#### [WORK REQUIRED]
Write each entry out again verbatim, pictures excluded.

[Image-grounded pointing data]
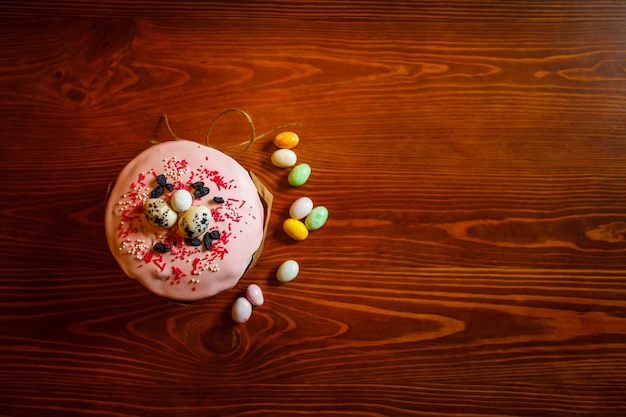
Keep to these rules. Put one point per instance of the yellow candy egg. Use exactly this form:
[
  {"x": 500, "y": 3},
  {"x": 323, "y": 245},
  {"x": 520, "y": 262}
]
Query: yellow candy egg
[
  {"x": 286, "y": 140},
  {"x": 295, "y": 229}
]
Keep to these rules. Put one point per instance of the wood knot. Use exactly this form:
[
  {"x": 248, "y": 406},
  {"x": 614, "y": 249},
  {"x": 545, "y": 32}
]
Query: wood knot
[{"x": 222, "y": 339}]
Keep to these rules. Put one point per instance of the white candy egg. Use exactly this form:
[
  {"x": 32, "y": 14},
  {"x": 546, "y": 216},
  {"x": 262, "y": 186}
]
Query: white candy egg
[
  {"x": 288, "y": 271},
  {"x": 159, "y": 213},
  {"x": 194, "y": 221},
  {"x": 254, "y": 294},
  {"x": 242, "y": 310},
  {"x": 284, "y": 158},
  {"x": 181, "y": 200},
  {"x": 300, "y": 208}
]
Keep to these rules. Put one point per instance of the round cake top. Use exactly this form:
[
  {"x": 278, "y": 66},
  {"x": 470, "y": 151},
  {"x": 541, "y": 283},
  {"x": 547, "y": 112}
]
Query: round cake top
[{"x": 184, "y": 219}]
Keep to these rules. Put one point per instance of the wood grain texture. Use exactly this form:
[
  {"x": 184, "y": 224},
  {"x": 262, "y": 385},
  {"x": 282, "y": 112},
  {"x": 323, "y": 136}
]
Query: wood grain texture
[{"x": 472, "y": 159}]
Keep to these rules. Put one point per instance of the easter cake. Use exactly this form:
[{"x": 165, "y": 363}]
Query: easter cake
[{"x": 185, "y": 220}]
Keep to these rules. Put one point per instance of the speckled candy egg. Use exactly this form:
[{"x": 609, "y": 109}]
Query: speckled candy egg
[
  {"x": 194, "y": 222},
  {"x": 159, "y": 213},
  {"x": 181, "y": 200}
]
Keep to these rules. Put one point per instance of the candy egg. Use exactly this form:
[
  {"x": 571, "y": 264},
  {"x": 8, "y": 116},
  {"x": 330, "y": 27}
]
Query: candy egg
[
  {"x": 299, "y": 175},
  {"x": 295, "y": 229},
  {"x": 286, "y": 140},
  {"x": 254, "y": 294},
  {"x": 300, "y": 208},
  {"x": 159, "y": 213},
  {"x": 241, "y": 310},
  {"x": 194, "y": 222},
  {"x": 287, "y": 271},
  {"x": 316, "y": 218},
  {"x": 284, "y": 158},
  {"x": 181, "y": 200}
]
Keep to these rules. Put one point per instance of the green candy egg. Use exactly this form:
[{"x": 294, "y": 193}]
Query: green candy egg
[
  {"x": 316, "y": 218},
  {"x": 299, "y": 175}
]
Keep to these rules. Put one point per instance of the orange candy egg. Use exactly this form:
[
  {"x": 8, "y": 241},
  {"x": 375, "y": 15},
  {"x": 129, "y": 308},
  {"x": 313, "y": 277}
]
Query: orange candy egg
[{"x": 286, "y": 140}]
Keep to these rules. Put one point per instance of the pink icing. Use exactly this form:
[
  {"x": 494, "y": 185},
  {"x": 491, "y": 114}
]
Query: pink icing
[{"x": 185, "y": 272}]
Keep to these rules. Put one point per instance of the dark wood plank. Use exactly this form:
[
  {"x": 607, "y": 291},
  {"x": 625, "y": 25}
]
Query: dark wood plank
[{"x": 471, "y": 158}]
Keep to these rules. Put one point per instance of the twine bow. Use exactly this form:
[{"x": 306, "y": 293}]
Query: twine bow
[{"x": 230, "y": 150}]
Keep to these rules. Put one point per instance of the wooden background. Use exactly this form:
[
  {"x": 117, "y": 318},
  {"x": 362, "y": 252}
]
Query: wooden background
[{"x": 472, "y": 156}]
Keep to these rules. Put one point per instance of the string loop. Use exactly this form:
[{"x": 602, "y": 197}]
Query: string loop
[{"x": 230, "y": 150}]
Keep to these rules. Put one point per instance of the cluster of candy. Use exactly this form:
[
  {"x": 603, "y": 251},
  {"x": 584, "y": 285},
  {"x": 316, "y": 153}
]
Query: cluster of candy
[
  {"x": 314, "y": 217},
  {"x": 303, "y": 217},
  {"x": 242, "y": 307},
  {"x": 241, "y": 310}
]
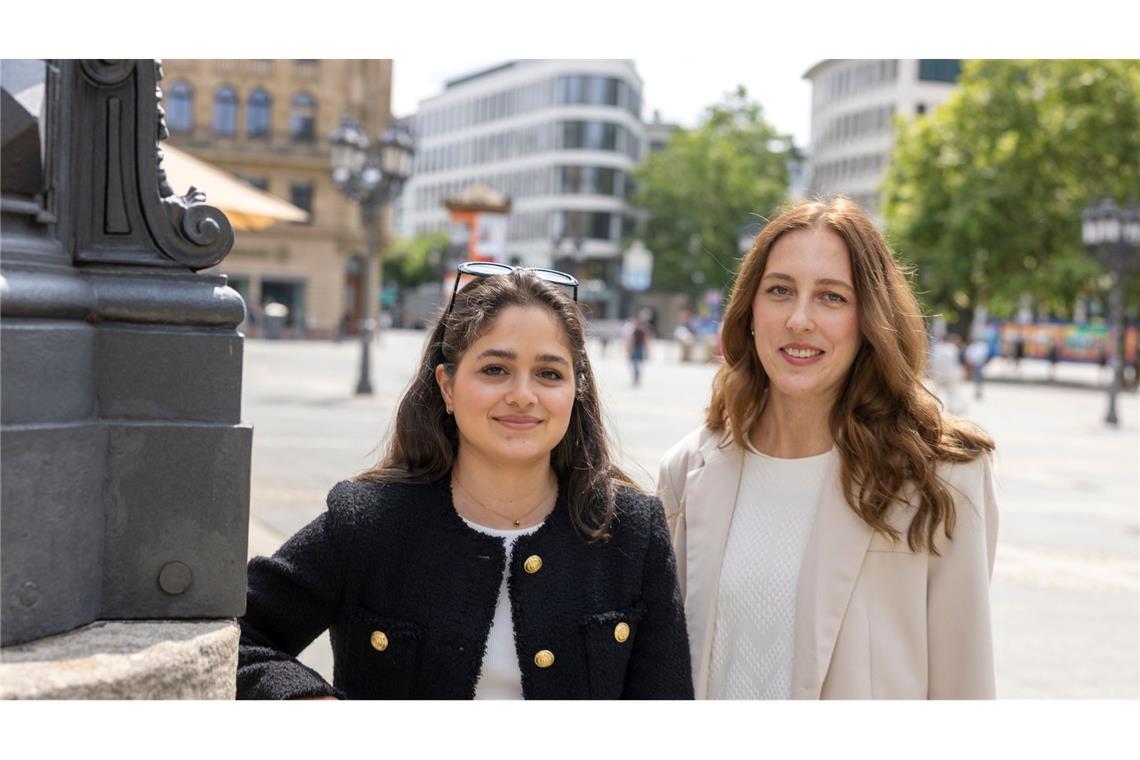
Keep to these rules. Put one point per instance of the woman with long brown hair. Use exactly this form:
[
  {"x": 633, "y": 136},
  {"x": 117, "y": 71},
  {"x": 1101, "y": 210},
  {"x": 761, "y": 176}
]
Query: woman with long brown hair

#### [ANSWER]
Keep to these rules. Put one point per instance of the yellow candy egg. Use exactly this form:
[
  {"x": 500, "y": 3},
  {"x": 323, "y": 245},
  {"x": 520, "y": 262}
]
Query: yellow candy egg
[
  {"x": 286, "y": 140},
  {"x": 295, "y": 229}
]
Keep to these rules. Put one point per instance of the wood knot. Use exactly this form:
[
  {"x": 248, "y": 406},
  {"x": 614, "y": 249},
  {"x": 545, "y": 32}
]
Query: wood knot
[{"x": 222, "y": 339}]
Keep to these rules. Put one point per instance of the white candy egg. Use exactly this form:
[
  {"x": 32, "y": 14},
  {"x": 546, "y": 216},
  {"x": 262, "y": 186}
]
Query: white candy egg
[
  {"x": 288, "y": 271},
  {"x": 159, "y": 213},
  {"x": 194, "y": 221},
  {"x": 254, "y": 294},
  {"x": 242, "y": 310},
  {"x": 284, "y": 158},
  {"x": 181, "y": 200},
  {"x": 300, "y": 208}
]
Keep to these rules. Put one point per instance of the round cake top. Use exactly this form:
[
  {"x": 278, "y": 66},
  {"x": 470, "y": 151},
  {"x": 541, "y": 283},
  {"x": 547, "y": 112}
]
Query: round cake top
[{"x": 184, "y": 219}]
Keep to these rules. Put one point per instance of the wood grain texture. Use exactly this form:
[
  {"x": 184, "y": 224},
  {"x": 262, "y": 385},
  {"x": 282, "y": 112},
  {"x": 323, "y": 136}
]
Query: wood grain texture
[{"x": 472, "y": 159}]
Keep to these rules. Put one point per instance of the easter cake. Use exactly this form:
[{"x": 165, "y": 363}]
Query: easter cake
[{"x": 185, "y": 220}]
Keep to these rules. Put one point per instance of the speckled candy egg. Use exactly this form:
[{"x": 609, "y": 109}]
Query: speckled candy egg
[
  {"x": 194, "y": 222},
  {"x": 159, "y": 213},
  {"x": 181, "y": 200}
]
Keep to these rules. Put one point per instance of the candy egg. Use exactly this form:
[
  {"x": 571, "y": 264},
  {"x": 8, "y": 116},
  {"x": 330, "y": 27}
]
Query: candy egg
[
  {"x": 299, "y": 175},
  {"x": 295, "y": 229},
  {"x": 286, "y": 140},
  {"x": 254, "y": 294},
  {"x": 300, "y": 208},
  {"x": 159, "y": 213},
  {"x": 241, "y": 310},
  {"x": 194, "y": 222},
  {"x": 287, "y": 271},
  {"x": 316, "y": 218},
  {"x": 284, "y": 158},
  {"x": 181, "y": 200}
]
Keep to these rules. Put one point per instance of the green candy egg. Use exactly this form:
[{"x": 294, "y": 193}]
Query: green candy egg
[
  {"x": 316, "y": 218},
  {"x": 299, "y": 175}
]
Keep to these rules. Put one point per instance of the orange candy egg. Use exactly this form:
[
  {"x": 8, "y": 241},
  {"x": 375, "y": 15},
  {"x": 129, "y": 308},
  {"x": 313, "y": 277}
]
Query: orange candy egg
[{"x": 286, "y": 140}]
Keep to these rules. Put one point per instance of the pink icing. Use exactly this form:
[
  {"x": 494, "y": 185},
  {"x": 491, "y": 114}
]
Query: pink icing
[{"x": 185, "y": 272}]
Keep to these rules. Put one point per instance of the dark wood plank. Use exactly this form:
[
  {"x": 607, "y": 291},
  {"x": 625, "y": 25}
]
Query: dark wood plank
[{"x": 471, "y": 158}]
Keep to these rules. Put one point per instance of the twine bow. Use exactly this form:
[{"x": 306, "y": 293}]
Query: twine bow
[{"x": 230, "y": 150}]
Keep to these rules. Put one point per instance of the wooden background. Use exactly this form:
[
  {"x": 117, "y": 318},
  {"x": 362, "y": 252}
]
Query: wooden background
[{"x": 472, "y": 156}]
Keep to these rules. Put one point per instance of the string loop. Use exactly this form:
[{"x": 602, "y": 197}]
Query: string loop
[{"x": 230, "y": 150}]
Keep to these rules. Put one point per instance of the cluster of candy. Use exactly this form:
[
  {"x": 603, "y": 251},
  {"x": 584, "y": 285},
  {"x": 316, "y": 153}
]
Query: cluster of candy
[
  {"x": 314, "y": 217},
  {"x": 303, "y": 217},
  {"x": 242, "y": 307},
  {"x": 241, "y": 310}
]
Keep to these rules. Put one point per instance of the woman with long brown hair. Use exactly this form:
[
  {"x": 633, "y": 136},
  {"x": 117, "y": 71},
  {"x": 1101, "y": 210},
  {"x": 761, "y": 176}
]
Query: woman with long brown hair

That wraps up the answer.